Beide nutzen den IE 6.0 unter XP.
Mein Betriebssystem habe ich auf den aktuellen Stand gebracht.

Ansonsten wüßte ich net was noch relevant wäre, da aber sicher noch was fehlt sagt mir bitte was ihr noch wissen möchtet.

Besten Dank schonmal


----------



## gothic ghost (20. Mai 2004)

Als erstes würde ich die Verschlüsselung deaktivieren, da du sie nicht gebrauchen kannst.
Kannst du Wlan generell deaktivieren ? könnten auch Störungen von 
Außerhalb sein,    habe eine Schwäche für Exoterristen. ;-) 
Müßte zwar parallel möglich sein, könnte aber eine Fehlerquelle sein.
Da es nur vorkommt wenn beide Rechner an sind kommt es zu einem Konflikt!?
Funktioniert denn der Zugriff von einem PC zum Anderen?
Wenn du über Start -> Ausführen -> cmd eingeben -> ok
und ipconfig -all eingibst und ok, werden dir deine IP, Subnet Musk, Gatway(Router),
DHSP- und DNS-Server angezeigt
IP Nummern, ist klar.
Subnet Mask ? normal ist 255.255.255.0
Namen ? nutzt du DNS ?
Im Internet Explorer muß "Keine Verbindung wählen" markiert sein,
unter Lan Einstellungen keine Häkchen.
Hoffe es hilft dir.


----------



## BeeSTy (20. Mai 2004)

@ gothic ghost 

Danke für Deine ausführliche Hilfe, also der Reihe nach:

Kannst du Wlan generell deaktivieren ?

........

• _FRAGEN ZUM TEXT_:
(a) Schreibe den Abschnitt aus dem Lesetext wortgetreu ab: Fang bei den Worten „Da es nur vorkommt“ an und hör nach „Nummern, ist klar.“ auf.
(b) Welche Subnetzmaske bezeichnet der Lesetext als normal?

........

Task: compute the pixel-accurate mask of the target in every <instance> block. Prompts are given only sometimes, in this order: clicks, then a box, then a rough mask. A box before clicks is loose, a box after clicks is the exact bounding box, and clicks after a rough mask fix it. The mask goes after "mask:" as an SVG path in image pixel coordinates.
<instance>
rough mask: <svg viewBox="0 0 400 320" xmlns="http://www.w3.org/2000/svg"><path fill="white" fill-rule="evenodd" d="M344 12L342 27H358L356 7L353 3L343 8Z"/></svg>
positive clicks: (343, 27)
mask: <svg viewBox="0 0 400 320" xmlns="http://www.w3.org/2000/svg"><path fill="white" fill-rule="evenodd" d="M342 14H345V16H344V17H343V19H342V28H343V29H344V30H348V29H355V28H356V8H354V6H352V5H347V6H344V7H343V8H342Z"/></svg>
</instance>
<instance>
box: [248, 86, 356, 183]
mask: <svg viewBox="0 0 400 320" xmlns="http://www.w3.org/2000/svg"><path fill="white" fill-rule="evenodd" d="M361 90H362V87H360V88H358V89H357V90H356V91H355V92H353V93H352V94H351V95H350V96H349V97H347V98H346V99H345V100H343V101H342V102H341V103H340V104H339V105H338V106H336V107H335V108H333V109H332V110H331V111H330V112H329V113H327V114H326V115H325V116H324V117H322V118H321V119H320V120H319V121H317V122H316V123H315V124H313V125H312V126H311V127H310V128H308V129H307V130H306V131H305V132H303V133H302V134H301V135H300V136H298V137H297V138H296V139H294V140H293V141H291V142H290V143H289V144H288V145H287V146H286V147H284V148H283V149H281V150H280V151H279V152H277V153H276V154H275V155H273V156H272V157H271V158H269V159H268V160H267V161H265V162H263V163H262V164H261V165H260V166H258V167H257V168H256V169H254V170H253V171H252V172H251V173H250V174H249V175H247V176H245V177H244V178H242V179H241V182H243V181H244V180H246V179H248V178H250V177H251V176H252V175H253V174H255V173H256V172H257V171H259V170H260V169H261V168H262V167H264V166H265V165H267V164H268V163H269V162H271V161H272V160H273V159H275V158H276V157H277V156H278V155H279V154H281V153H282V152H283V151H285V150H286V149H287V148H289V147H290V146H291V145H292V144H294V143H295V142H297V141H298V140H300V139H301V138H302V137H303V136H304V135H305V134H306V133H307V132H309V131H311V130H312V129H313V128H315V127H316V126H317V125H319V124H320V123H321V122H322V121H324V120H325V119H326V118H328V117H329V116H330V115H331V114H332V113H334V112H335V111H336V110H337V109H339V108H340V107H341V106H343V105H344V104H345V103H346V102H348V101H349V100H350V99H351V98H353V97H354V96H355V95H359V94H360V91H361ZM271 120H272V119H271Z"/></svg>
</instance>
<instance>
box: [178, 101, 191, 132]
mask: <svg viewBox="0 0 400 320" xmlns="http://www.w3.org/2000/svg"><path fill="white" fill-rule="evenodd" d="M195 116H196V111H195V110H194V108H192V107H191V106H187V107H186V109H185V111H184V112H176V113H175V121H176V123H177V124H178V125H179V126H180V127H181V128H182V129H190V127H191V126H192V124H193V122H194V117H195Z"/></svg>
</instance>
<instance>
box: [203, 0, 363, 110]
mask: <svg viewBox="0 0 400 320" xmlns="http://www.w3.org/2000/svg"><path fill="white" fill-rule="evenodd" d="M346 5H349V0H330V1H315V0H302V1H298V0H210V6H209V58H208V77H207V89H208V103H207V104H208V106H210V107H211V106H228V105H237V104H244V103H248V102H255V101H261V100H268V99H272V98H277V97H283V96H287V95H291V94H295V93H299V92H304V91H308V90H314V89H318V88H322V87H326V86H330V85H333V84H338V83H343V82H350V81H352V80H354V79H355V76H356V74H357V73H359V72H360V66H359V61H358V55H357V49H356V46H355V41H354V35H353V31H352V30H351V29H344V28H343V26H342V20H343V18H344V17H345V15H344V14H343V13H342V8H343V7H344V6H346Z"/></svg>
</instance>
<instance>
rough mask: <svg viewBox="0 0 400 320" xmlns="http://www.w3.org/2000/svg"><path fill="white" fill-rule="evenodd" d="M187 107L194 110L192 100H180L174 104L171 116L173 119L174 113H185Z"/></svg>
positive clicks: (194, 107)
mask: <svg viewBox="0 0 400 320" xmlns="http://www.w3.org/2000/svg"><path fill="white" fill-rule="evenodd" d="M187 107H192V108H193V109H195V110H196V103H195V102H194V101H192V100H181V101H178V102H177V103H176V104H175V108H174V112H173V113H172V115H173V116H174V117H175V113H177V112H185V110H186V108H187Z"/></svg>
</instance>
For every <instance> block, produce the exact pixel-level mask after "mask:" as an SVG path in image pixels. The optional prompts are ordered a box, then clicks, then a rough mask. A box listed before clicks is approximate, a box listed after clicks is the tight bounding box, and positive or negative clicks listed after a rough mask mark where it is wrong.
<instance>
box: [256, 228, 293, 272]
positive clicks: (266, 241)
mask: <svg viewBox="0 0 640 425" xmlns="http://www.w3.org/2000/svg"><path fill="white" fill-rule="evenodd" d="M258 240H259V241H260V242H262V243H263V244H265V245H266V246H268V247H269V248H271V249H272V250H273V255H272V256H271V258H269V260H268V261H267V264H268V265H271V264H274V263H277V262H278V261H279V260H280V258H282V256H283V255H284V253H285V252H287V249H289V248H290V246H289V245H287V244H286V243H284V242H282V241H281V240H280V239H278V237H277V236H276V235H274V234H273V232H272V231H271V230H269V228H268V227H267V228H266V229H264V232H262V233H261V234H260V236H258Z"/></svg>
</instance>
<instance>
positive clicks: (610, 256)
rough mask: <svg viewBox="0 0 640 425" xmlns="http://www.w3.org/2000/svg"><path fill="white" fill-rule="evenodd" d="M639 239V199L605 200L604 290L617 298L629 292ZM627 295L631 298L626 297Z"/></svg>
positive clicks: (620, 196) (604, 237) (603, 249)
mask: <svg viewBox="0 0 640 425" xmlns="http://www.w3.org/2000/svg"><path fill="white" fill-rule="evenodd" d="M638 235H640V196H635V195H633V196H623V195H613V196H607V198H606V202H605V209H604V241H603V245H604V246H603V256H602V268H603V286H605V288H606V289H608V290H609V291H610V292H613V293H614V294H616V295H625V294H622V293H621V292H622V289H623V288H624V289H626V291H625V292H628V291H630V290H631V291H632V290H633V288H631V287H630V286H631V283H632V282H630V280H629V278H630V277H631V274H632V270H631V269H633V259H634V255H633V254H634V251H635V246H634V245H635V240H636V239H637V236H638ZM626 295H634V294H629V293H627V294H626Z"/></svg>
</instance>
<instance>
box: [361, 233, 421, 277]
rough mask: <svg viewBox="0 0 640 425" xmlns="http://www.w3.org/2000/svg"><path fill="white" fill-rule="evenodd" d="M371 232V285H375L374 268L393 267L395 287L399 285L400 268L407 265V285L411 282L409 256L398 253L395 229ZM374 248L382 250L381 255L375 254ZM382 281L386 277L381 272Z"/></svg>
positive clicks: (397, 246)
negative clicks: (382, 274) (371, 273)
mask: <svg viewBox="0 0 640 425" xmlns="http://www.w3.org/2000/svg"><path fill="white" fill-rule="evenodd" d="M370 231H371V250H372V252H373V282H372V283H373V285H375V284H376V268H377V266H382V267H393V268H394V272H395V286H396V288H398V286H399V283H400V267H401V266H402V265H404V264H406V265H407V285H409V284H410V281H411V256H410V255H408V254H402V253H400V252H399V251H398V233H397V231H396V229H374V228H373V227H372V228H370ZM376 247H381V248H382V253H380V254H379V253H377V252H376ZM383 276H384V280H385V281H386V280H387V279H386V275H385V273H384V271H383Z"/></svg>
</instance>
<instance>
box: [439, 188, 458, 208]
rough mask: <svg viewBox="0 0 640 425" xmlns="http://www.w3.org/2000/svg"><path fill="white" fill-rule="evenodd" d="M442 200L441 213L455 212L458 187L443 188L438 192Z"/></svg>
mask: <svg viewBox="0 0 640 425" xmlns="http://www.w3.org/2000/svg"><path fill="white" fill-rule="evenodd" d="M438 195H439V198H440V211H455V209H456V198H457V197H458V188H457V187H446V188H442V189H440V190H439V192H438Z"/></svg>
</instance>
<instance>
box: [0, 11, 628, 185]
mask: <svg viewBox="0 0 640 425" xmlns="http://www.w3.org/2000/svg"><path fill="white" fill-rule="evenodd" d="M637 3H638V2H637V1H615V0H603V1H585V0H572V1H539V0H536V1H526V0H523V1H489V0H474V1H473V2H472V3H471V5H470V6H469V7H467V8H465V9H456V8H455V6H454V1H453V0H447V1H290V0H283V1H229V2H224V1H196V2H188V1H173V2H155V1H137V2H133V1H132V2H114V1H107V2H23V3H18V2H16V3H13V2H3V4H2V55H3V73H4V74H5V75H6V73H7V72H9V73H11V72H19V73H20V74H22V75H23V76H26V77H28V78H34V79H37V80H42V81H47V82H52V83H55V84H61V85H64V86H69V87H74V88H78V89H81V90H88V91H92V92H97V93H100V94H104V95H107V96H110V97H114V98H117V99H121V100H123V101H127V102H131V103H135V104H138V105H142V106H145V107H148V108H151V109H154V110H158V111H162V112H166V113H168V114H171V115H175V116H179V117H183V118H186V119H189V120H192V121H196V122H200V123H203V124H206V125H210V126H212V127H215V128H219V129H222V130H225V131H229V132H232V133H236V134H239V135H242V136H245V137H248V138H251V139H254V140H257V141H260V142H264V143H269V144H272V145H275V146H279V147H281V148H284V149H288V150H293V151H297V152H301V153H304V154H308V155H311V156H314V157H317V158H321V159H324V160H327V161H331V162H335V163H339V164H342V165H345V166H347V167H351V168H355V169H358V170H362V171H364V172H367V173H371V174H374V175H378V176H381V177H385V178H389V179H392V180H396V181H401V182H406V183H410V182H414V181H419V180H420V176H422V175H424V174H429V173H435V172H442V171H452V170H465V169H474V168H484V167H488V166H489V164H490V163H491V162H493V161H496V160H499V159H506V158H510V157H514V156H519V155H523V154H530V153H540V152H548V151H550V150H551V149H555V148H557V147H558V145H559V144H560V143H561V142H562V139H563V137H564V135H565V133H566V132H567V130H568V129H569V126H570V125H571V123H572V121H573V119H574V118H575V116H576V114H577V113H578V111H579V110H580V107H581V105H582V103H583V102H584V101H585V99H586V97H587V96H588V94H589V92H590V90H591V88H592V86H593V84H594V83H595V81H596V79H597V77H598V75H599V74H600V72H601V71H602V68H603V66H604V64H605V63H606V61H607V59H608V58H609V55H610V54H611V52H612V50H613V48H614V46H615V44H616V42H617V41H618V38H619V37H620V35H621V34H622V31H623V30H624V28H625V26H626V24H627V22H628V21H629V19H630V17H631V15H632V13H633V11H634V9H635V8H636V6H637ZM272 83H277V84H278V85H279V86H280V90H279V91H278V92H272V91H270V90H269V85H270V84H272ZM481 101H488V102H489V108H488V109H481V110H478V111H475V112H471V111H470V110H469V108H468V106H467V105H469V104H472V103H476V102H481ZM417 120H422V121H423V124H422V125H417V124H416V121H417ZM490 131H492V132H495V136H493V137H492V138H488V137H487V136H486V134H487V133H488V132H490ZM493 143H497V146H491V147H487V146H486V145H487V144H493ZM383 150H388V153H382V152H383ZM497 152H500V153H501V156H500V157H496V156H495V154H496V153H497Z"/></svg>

........

• _LÖSUNGEN_:
(a)
Da es nur vorkommt wenn beide Rechner an sind kommt es zu einem Konflikt!?
Funktioniert denn der Zugriff von einem PC zum Anderen?
Wenn du über Start -> Ausführen -> cmd eingeben -> ok
und ipconfig -all eingibst und ok, werden dir deine IP, Subnet Musk, Gatway(Router),
DHSP- und DNS-Server angezeigt
IP Nummern, ist klar.

(b) 255.255.255.0